→ **Required task**
Present the data from its beginning through the line holding "[[553, 22]]", inclusive, as a Markdown table with columns Row and Line, one row per nonblank line. Leave the pictures out.

+---+

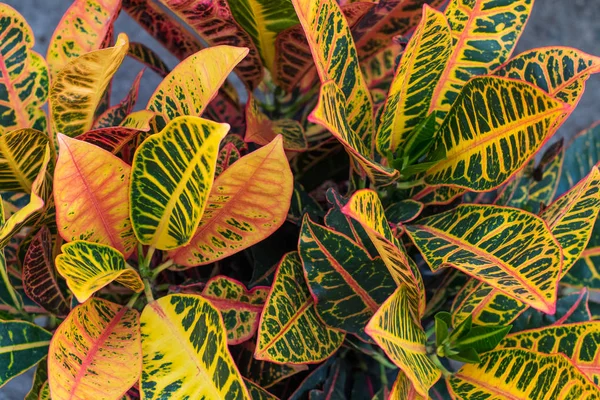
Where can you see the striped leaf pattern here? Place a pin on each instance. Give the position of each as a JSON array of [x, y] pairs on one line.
[[39, 277], [336, 59], [90, 195], [410, 92], [96, 352], [365, 207], [239, 307], [333, 114], [88, 267], [484, 34], [22, 345], [394, 329], [214, 23], [84, 27], [23, 75], [21, 156], [521, 374], [186, 333], [347, 284], [249, 202], [190, 87], [290, 314], [507, 248], [495, 126], [78, 88], [171, 178], [263, 20]]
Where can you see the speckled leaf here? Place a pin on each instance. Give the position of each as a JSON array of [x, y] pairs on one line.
[[249, 202], [239, 307], [507, 248], [22, 345], [394, 329], [95, 353], [347, 284], [186, 332], [78, 88], [88, 267], [23, 75], [90, 195], [290, 330], [513, 120], [171, 178]]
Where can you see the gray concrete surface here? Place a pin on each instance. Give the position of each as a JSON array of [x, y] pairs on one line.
[[553, 22]]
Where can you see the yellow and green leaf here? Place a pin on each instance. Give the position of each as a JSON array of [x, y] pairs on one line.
[[190, 87], [79, 87], [171, 178], [365, 207], [484, 34], [84, 27], [88, 267], [90, 194], [185, 353], [249, 202], [96, 352], [347, 284], [410, 92], [23, 75], [394, 329], [239, 307], [509, 249], [290, 330], [22, 345], [495, 126], [521, 374], [21, 156]]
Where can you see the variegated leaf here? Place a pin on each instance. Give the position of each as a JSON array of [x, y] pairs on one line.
[[90, 195], [249, 202], [171, 178], [95, 353], [23, 75], [88, 267], [290, 314], [507, 248], [186, 333]]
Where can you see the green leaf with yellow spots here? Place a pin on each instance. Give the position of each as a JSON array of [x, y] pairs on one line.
[[86, 26], [249, 201], [90, 195], [24, 78], [79, 87], [484, 34], [21, 156], [171, 178], [495, 126], [421, 66], [22, 345], [348, 285], [239, 307], [509, 249], [365, 207], [521, 374], [96, 352], [88, 267], [185, 355], [191, 86], [394, 329], [290, 330]]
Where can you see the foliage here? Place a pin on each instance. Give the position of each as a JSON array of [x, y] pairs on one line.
[[385, 215]]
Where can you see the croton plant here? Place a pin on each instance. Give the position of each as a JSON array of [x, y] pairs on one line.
[[376, 210]]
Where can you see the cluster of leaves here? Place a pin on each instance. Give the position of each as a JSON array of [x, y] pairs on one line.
[[371, 223]]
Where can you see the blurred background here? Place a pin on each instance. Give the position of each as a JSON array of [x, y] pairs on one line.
[[574, 23]]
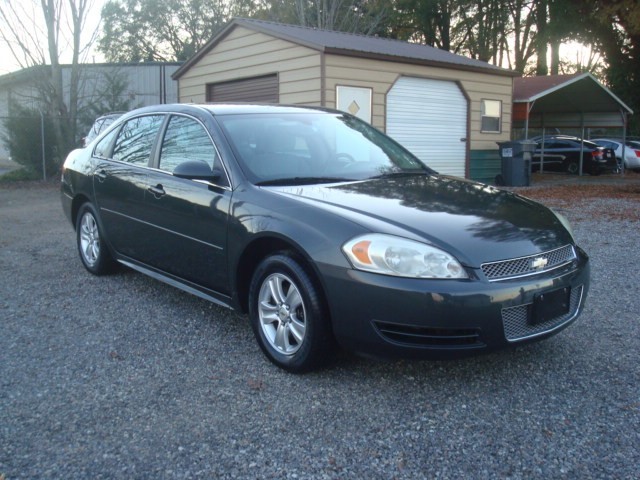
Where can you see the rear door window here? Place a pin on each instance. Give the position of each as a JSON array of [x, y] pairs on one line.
[[136, 139], [186, 140]]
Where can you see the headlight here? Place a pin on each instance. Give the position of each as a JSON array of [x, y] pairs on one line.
[[565, 223], [390, 255]]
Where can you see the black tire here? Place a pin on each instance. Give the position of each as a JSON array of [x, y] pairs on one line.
[[573, 168], [288, 315], [94, 253]]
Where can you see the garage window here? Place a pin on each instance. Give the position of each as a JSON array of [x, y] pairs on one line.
[[491, 112]]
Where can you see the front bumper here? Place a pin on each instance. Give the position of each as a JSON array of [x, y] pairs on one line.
[[398, 317]]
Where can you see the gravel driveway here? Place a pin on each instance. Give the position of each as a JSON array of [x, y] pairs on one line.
[[124, 377]]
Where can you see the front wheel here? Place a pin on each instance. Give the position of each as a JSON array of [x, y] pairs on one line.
[[288, 316], [93, 252]]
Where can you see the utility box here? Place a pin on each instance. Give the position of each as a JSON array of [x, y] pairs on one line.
[[516, 159]]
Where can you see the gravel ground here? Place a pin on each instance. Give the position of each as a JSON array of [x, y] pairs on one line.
[[124, 377]]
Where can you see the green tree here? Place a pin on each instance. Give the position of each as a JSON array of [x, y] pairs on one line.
[[613, 27], [159, 30], [23, 139], [37, 32]]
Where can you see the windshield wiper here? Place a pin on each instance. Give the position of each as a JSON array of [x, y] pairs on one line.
[[302, 181], [404, 173]]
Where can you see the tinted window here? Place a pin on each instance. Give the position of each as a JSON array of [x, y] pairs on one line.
[[103, 147], [186, 140], [135, 140], [287, 146]]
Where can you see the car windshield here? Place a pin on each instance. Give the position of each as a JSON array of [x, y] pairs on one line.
[[298, 148]]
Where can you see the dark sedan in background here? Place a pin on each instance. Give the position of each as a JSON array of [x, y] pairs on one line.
[[324, 230], [561, 153]]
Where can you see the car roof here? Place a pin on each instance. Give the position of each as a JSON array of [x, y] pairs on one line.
[[230, 108]]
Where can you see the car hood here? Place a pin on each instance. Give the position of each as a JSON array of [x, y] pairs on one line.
[[475, 222]]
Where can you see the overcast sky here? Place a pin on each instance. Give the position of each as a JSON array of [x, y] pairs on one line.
[[9, 64]]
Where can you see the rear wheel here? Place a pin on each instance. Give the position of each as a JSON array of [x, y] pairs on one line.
[[573, 168], [288, 316], [93, 252]]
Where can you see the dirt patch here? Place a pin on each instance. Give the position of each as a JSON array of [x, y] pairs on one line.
[[618, 200]]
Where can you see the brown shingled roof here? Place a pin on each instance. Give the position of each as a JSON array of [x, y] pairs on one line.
[[353, 45]]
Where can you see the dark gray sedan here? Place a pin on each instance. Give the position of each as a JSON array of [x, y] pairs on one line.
[[324, 230]]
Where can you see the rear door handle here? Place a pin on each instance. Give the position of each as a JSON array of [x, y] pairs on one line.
[[157, 191]]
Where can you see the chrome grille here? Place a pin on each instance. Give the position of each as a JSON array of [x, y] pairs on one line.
[[524, 266], [516, 319]]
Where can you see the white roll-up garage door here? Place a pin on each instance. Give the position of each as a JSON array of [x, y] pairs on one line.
[[429, 117]]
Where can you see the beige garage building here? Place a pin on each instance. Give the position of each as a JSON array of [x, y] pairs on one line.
[[449, 110]]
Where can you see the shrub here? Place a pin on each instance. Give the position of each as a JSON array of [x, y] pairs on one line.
[[23, 139]]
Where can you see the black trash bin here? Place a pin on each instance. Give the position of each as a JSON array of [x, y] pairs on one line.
[[516, 163]]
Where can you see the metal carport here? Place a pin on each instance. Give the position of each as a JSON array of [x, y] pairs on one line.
[[566, 101]]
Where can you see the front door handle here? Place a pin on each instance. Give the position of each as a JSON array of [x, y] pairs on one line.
[[157, 191]]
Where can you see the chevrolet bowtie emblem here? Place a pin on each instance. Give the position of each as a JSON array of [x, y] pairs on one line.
[[539, 263]]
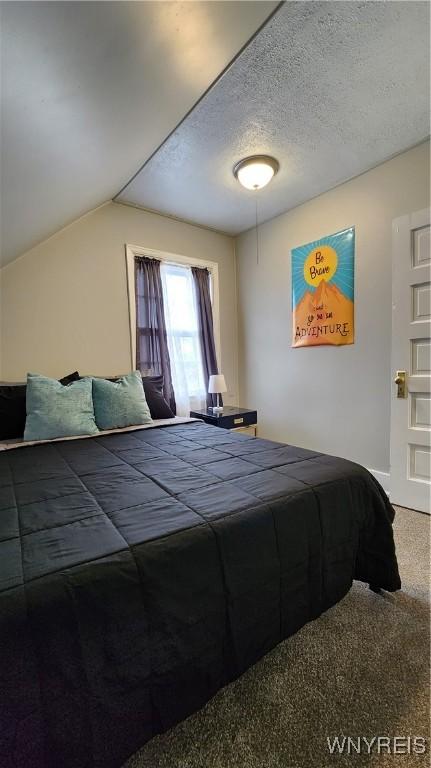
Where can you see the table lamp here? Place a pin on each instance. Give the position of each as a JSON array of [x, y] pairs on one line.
[[217, 385]]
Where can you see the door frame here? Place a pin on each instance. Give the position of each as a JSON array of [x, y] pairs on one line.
[[409, 222]]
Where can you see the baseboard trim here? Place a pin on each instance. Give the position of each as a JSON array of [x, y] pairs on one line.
[[384, 479]]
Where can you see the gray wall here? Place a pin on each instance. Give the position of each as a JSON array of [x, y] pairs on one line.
[[333, 399]]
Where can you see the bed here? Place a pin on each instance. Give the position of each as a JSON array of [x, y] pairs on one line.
[[141, 571]]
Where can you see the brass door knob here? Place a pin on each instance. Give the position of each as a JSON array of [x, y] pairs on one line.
[[400, 381]]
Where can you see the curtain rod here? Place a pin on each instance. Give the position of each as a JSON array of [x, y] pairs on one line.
[[173, 263]]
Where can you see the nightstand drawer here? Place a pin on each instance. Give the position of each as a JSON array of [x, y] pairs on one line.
[[235, 421], [232, 417]]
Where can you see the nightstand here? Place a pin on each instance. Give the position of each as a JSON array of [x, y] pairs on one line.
[[234, 418]]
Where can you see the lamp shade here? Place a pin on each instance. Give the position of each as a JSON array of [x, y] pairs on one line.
[[217, 384]]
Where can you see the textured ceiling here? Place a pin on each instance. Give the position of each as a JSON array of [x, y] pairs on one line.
[[329, 88], [90, 89]]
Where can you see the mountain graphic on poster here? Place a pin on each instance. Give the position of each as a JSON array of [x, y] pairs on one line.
[[326, 295]]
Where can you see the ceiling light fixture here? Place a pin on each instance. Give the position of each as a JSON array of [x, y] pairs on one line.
[[256, 172]]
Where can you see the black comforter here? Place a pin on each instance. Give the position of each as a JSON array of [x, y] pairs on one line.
[[142, 571]]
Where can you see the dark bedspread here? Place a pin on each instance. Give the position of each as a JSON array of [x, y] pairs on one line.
[[140, 572]]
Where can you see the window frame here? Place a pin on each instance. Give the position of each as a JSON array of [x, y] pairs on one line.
[[176, 259]]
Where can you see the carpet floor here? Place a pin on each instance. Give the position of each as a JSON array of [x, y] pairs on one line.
[[361, 669]]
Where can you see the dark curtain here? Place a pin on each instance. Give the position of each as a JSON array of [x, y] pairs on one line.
[[152, 355], [201, 279]]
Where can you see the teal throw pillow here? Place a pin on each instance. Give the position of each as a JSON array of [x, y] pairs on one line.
[[54, 410], [120, 403]]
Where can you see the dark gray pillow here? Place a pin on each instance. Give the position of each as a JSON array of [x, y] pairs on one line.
[[13, 407]]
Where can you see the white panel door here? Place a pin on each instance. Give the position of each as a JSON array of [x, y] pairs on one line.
[[411, 348]]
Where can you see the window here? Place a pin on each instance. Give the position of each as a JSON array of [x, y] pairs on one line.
[[181, 320], [183, 339]]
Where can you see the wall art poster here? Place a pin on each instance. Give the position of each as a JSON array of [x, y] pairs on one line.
[[323, 291]]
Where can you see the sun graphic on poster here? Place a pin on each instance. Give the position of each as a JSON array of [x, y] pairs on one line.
[[320, 264]]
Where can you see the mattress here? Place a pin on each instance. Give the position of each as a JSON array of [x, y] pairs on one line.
[[142, 571]]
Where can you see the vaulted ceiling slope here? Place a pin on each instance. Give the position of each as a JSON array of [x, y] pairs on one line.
[[331, 89], [90, 89]]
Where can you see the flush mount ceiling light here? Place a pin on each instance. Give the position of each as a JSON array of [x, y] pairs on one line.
[[256, 172]]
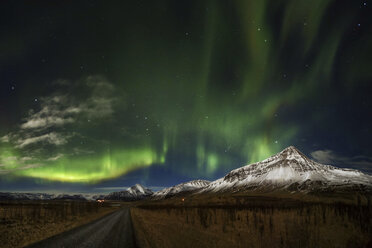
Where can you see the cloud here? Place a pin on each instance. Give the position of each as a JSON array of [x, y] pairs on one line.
[[65, 107], [329, 157], [50, 138], [59, 120]]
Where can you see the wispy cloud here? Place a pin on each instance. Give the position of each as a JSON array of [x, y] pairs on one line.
[[329, 157], [50, 138], [56, 122]]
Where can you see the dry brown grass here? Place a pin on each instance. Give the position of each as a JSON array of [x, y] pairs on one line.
[[23, 223], [238, 221]]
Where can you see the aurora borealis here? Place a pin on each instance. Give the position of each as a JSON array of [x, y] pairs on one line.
[[157, 92]]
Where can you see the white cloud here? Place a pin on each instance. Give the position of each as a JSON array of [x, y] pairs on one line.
[[51, 138], [64, 108]]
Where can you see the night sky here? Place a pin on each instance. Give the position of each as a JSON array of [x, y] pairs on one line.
[[98, 94]]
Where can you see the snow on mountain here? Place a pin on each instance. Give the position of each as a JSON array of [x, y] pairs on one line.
[[289, 169], [181, 188], [136, 192]]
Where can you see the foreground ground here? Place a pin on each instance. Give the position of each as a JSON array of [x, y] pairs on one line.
[[26, 222], [237, 220], [113, 230], [241, 221]]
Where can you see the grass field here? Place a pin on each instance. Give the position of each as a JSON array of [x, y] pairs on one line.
[[26, 222], [242, 221]]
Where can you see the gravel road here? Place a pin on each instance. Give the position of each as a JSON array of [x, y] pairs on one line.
[[113, 230]]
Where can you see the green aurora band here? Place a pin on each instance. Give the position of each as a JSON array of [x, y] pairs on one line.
[[199, 106]]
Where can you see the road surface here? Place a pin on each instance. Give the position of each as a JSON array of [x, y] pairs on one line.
[[113, 230]]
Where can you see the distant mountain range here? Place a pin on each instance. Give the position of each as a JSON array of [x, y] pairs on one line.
[[134, 193], [287, 171]]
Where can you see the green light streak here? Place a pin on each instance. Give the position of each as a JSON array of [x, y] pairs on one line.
[[91, 169]]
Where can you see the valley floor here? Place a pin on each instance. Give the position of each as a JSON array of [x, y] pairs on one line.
[[259, 222]]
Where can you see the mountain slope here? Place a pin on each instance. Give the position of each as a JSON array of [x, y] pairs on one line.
[[291, 170], [136, 192], [182, 188]]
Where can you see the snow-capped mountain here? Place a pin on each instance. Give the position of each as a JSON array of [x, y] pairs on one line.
[[187, 187], [136, 192], [25, 196], [290, 170]]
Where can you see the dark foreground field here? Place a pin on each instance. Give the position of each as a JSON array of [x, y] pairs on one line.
[[26, 222], [213, 221], [252, 222]]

+---+

→ **Finished answer**
| Row | Line |
|---|---|
| 1 | Where can you see the striped leaf pattern here? Place a pin on each instance. Give the position of each as a JSON array of [x, y] pairs on one line. |
| 2 | [[39, 277], [336, 59], [90, 195], [410, 92], [96, 352], [365, 207], [239, 307], [333, 114], [88, 267], [484, 34], [22, 345], [394, 329], [214, 23], [84, 27], [23, 75], [21, 156], [521, 374], [186, 333], [347, 284], [249, 202], [190, 87], [290, 314], [507, 248], [495, 126], [78, 88], [171, 178], [263, 20]] |
| 3 | Where can you see the speckled leaf here? Place a pin on each instance. Give the position of each as a JSON array of [x, y] pairs on one line. |
| 4 | [[249, 202], [239, 307], [507, 248], [22, 345], [394, 329], [95, 353], [347, 284], [186, 332], [78, 88], [88, 267], [23, 75], [90, 195], [290, 330], [513, 120], [171, 178]] |
| 5 | Where can you see the gray concrete surface here? Place a pin on each instance. Give the position of each as a JSON array of [x, y] pairs on one line. |
| 6 | [[553, 22]] |